■ Work order ■
Without the pictures, set down the records below word for word.
- - -
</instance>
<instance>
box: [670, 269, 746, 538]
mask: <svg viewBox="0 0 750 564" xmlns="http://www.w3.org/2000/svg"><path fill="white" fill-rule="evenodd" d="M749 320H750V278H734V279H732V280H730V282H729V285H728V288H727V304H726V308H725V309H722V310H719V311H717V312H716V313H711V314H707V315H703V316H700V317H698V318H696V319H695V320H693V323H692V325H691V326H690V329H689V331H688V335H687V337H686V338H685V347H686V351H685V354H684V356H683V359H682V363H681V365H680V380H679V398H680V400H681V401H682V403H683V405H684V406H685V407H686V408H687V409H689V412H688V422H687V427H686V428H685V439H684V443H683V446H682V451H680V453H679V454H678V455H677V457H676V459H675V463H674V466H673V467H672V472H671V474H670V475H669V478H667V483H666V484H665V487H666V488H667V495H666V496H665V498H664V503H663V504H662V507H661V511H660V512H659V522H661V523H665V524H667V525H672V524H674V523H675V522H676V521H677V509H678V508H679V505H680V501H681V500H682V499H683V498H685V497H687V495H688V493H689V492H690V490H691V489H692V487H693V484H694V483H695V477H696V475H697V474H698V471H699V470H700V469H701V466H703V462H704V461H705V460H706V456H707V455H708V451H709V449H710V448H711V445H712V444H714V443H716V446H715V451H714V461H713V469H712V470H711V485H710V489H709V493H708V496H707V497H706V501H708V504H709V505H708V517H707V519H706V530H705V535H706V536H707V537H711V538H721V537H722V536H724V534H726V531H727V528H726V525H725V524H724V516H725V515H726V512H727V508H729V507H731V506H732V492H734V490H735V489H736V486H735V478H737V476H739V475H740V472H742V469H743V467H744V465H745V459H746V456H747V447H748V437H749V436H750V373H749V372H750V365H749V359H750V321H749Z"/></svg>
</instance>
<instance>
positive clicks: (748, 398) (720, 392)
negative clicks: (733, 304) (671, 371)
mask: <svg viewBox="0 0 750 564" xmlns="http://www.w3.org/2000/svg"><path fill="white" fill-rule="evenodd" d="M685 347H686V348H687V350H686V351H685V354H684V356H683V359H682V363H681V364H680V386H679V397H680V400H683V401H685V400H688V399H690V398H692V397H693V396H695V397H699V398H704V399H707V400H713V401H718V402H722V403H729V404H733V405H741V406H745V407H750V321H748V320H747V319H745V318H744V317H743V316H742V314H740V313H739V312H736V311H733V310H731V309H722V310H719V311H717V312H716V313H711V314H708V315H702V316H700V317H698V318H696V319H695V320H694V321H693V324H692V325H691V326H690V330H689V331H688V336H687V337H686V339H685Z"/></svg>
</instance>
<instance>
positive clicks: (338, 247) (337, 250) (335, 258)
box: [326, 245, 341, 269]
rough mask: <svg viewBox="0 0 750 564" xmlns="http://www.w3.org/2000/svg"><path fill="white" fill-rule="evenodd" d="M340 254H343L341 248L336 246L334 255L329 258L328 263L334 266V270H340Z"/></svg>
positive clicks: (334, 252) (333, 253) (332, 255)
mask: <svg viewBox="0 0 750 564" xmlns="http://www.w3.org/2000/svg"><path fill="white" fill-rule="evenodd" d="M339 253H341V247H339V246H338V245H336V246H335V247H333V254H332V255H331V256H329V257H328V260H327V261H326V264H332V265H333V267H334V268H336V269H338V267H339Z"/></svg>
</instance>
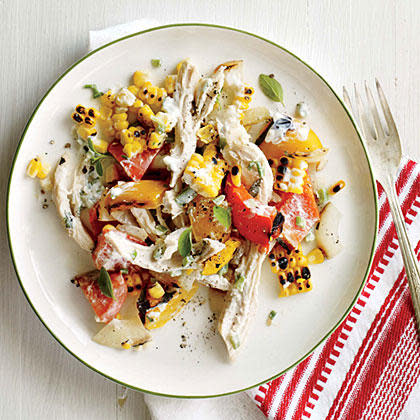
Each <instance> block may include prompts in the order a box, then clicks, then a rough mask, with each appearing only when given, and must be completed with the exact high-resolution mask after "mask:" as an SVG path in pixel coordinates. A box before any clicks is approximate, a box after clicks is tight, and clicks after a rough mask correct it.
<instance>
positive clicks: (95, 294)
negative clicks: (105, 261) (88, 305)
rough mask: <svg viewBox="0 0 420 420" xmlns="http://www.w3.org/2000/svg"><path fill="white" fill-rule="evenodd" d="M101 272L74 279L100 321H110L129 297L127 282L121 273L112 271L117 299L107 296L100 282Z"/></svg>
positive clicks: (111, 275) (114, 288) (115, 297)
mask: <svg viewBox="0 0 420 420" xmlns="http://www.w3.org/2000/svg"><path fill="white" fill-rule="evenodd" d="M98 277H99V273H97V272H95V273H86V274H81V275H80V276H76V277H75V279H74V281H75V283H76V284H78V285H79V286H80V288H81V289H82V291H83V293H84V294H85V296H86V298H87V299H88V300H89V302H90V304H91V305H92V308H93V310H94V311H95V314H96V317H97V320H98V321H99V322H109V321H111V320H112V319H114V318H115V316H116V315H117V314H118V312H119V311H120V309H121V306H122V305H123V303H124V301H125V299H126V297H127V293H128V291H127V284H126V283H125V281H124V278H123V276H122V274H121V273H110V277H111V283H112V289H113V291H114V296H115V299H112V298H109V297H107V296H105V295H104V294H103V293H102V292H101V289H100V288H99V284H98Z"/></svg>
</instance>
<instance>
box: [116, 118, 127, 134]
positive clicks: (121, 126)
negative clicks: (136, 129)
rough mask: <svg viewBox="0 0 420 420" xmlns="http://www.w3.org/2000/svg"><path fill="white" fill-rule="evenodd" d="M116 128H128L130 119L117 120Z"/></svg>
mask: <svg viewBox="0 0 420 420" xmlns="http://www.w3.org/2000/svg"><path fill="white" fill-rule="evenodd" d="M125 115H127V114H125ZM114 128H115V129H116V130H118V131H122V130H124V129H126V128H128V121H121V120H120V121H116V122H115V123H114Z"/></svg>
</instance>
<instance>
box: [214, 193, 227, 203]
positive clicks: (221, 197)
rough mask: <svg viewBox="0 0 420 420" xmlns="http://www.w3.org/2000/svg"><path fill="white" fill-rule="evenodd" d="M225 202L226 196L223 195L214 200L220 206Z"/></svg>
mask: <svg viewBox="0 0 420 420" xmlns="http://www.w3.org/2000/svg"><path fill="white" fill-rule="evenodd" d="M224 200H225V196H224V195H223V194H221V195H219V196H218V197H216V198H215V199H214V200H213V203H214V204H216V205H218V206H220V204H222V203H223V201H224Z"/></svg>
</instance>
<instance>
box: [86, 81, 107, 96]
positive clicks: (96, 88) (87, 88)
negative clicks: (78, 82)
mask: <svg viewBox="0 0 420 420" xmlns="http://www.w3.org/2000/svg"><path fill="white" fill-rule="evenodd" d="M83 87H84V88H86V89H92V95H93V99H96V98H99V97H100V96H102V95H103V94H104V93H103V92H100V91H99V89H98V88H97V87H96V85H95V84H91V85H84V86H83Z"/></svg>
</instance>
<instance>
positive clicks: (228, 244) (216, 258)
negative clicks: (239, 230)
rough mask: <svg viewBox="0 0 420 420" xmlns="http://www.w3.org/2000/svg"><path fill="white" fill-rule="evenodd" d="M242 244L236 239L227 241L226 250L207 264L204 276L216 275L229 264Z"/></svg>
mask: <svg viewBox="0 0 420 420" xmlns="http://www.w3.org/2000/svg"><path fill="white" fill-rule="evenodd" d="M240 244H241V243H240V242H239V241H237V240H236V239H229V240H227V241H226V242H225V248H223V249H222V250H221V251H220V252H218V253H217V254H216V255H213V256H212V257H210V258H209V259H208V260H207V261H206V262H205V264H204V269H203V272H202V274H203V275H204V276H209V275H211V274H216V273H217V272H218V271H219V270H220V269H221V268H222V267H224V266H225V265H226V264H228V263H229V261H230V260H231V259H232V258H233V254H234V253H235V250H236V248H238V246H239V245H240Z"/></svg>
- - -
■ Solved exercise ■
</instance>
<instance>
box: [670, 269, 746, 538]
mask: <svg viewBox="0 0 750 564" xmlns="http://www.w3.org/2000/svg"><path fill="white" fill-rule="evenodd" d="M749 320H750V278H734V279H732V280H730V282H729V285H728V288H727V304H726V308H725V309H722V310H719V311H717V312H716V313H711V314H707V315H703V316H700V317H698V318H696V319H695V320H693V323H692V325H691V326H690V329H689V331H688V335H687V337H686V338H685V347H686V351H685V354H684V356H683V359H682V363H681V365H680V380H679V398H680V400H681V401H682V403H683V405H684V406H685V407H686V408H687V409H689V412H688V422H687V427H686V428H685V439H684V443H683V446H682V451H680V453H679V454H678V455H677V457H676V459H675V463H674V466H673V467H672V472H671V474H670V475H669V478H667V483H666V484H665V487H666V488H667V495H666V496H665V498H664V503H663V504H662V507H661V511H660V512H659V522H661V523H665V524H667V525H672V524H674V523H675V522H676V521H677V509H678V508H679V505H680V501H681V500H682V499H683V498H685V497H687V495H688V493H689V492H690V490H691V489H692V487H693V484H694V483H695V477H696V475H697V474H698V471H699V470H700V469H701V466H703V462H704V461H705V460H706V456H707V455H708V451H709V449H710V448H711V445H712V444H714V443H716V446H715V451H714V461H713V469H712V470H711V485H710V489H709V493H708V496H707V497H706V501H708V504H709V505H708V517H707V519H706V530H705V535H706V536H707V537H711V538H721V537H722V536H724V534H726V531H727V528H726V525H725V524H724V516H725V515H726V512H727V508H729V507H731V506H732V492H734V490H735V489H736V486H735V478H737V476H739V475H740V472H742V469H743V467H744V465H745V459H746V456H747V447H748V437H749V436H750V373H749V372H750V365H749V359H750V321H749Z"/></svg>
</instance>
<instance>
positive clicks: (748, 398) (720, 392)
negative clicks: (733, 304) (671, 371)
mask: <svg viewBox="0 0 750 564" xmlns="http://www.w3.org/2000/svg"><path fill="white" fill-rule="evenodd" d="M685 347H686V348H687V350H686V351H685V354H684V356H683V359H682V363H681V364H680V386H679V397H680V400H683V401H685V400H688V399H690V398H692V397H693V396H695V397H699V398H704V399H707V400H713V401H718V402H722V403H729V404H733V405H741V406H745V407H750V321H748V320H747V319H745V318H744V317H743V316H742V314H740V313H739V312H736V311H733V310H731V309H722V310H719V311H717V312H716V313H711V314H708V315H702V316H700V317H698V318H696V319H695V320H694V321H693V324H692V325H691V326H690V330H689V331H688V336H687V337H686V339H685Z"/></svg>
</instance>
<instance>
positive clicks: (338, 247) (337, 250) (335, 258)
box: [326, 245, 341, 269]
rough mask: <svg viewBox="0 0 750 564" xmlns="http://www.w3.org/2000/svg"><path fill="white" fill-rule="evenodd" d="M340 254H343L341 248L336 246L334 255L329 258L328 263L334 266V270H340Z"/></svg>
positive clicks: (334, 252) (333, 253) (332, 255)
mask: <svg viewBox="0 0 750 564" xmlns="http://www.w3.org/2000/svg"><path fill="white" fill-rule="evenodd" d="M339 253H341V247H339V246H338V245H336V246H335V247H333V254H332V255H331V256H329V257H328V260H327V261H326V264H332V265H333V267H334V268H336V269H338V267H339Z"/></svg>
</instance>
Each <instance> block may include prompts in the order a box, then clicks, then a rough mask, with each appearing only when given, and must be completed with the exact high-resolution mask after "mask:" as an SVG path in pixel coordinates. A box before any clicks is approximate, a box after clicks is tight, and clicks after a rough mask correct it.
<instance>
positive clicks: (95, 294)
negative clicks: (105, 261) (88, 305)
rough mask: <svg viewBox="0 0 420 420" xmlns="http://www.w3.org/2000/svg"><path fill="white" fill-rule="evenodd" d="M101 272L74 279L100 321H110L129 297L127 282L121 273L112 271L117 299L107 296L100 282Z"/></svg>
positive clicks: (111, 275) (114, 288) (115, 297)
mask: <svg viewBox="0 0 420 420" xmlns="http://www.w3.org/2000/svg"><path fill="white" fill-rule="evenodd" d="M98 277H99V273H97V272H95V273H86V274H81V275H80V276H76V277H75V279H74V281H75V283H76V284H78V285H79V286H80V288H81V289H82V291H83V293H84V294H85V296H86V298H87V299H88V300H89V302H90V304H91V305H92V308H93V310H94V311H95V314H96V317H97V320H98V321H99V322H109V321H111V320H112V319H114V318H115V316H116V315H117V314H118V312H119V311H120V309H121V306H122V305H123V303H124V301H125V299H126V297H127V293H128V291H127V284H126V283H125V281H124V278H123V276H122V274H121V273H110V277H111V283H112V289H113V291H114V296H115V299H112V298H109V297H107V296H105V295H104V294H103V293H102V292H101V289H100V288H99V284H98Z"/></svg>
</instance>
<instance>
box: [116, 118, 127, 134]
positive clicks: (121, 126)
negative clicks: (136, 129)
rough mask: <svg viewBox="0 0 420 420" xmlns="http://www.w3.org/2000/svg"><path fill="white" fill-rule="evenodd" d="M116 128H128L130 119L117 120Z"/></svg>
mask: <svg viewBox="0 0 420 420" xmlns="http://www.w3.org/2000/svg"><path fill="white" fill-rule="evenodd" d="M125 115H127V114H125ZM114 128H115V129H116V130H118V131H122V130H124V129H126V128H128V121H121V120H120V121H116V122H115V123H114Z"/></svg>
</instance>
<instance>
box: [214, 193, 227, 203]
positive clicks: (221, 197)
rough mask: <svg viewBox="0 0 420 420" xmlns="http://www.w3.org/2000/svg"><path fill="white" fill-rule="evenodd" d="M225 202L226 196L223 195L214 200L220 206Z"/></svg>
mask: <svg viewBox="0 0 420 420" xmlns="http://www.w3.org/2000/svg"><path fill="white" fill-rule="evenodd" d="M224 200H225V196H224V195H223V194H221V195H219V196H218V197H216V198H215V199H214V200H213V203H214V204H216V205H218V206H220V204H222V203H223V201H224Z"/></svg>
</instance>
<instance>
box: [86, 81, 107, 96]
positive clicks: (96, 88) (87, 88)
negative clicks: (78, 82)
mask: <svg viewBox="0 0 420 420" xmlns="http://www.w3.org/2000/svg"><path fill="white" fill-rule="evenodd" d="M83 87H84V88H86V89H92V95H93V99H96V98H99V97H100V96H102V95H103V94H104V93H103V92H100V91H99V89H98V88H97V87H96V85H95V84H91V85H84V86H83Z"/></svg>
</instance>
<instance>
positive clicks: (228, 244) (216, 258)
negative clicks: (239, 230)
rough mask: <svg viewBox="0 0 420 420" xmlns="http://www.w3.org/2000/svg"><path fill="white" fill-rule="evenodd" d="M242 244L236 239L227 241L226 250L207 264L204 276L216 275L229 264Z"/></svg>
mask: <svg viewBox="0 0 420 420" xmlns="http://www.w3.org/2000/svg"><path fill="white" fill-rule="evenodd" d="M240 244H241V243H240V242H239V241H237V240H236V239H229V240H227V241H226V242H225V248H223V249H222V250H221V251H220V252H218V253H217V254H216V255H213V256H212V257H210V258H209V259H208V260H207V261H206V262H205V264H204V269H203V272H202V274H203V275H204V276H209V275H211V274H216V273H217V272H218V271H219V270H220V269H221V268H222V267H224V266H225V265H226V264H228V263H229V261H230V260H231V259H232V258H233V254H234V253H235V250H236V248H238V246H239V245H240Z"/></svg>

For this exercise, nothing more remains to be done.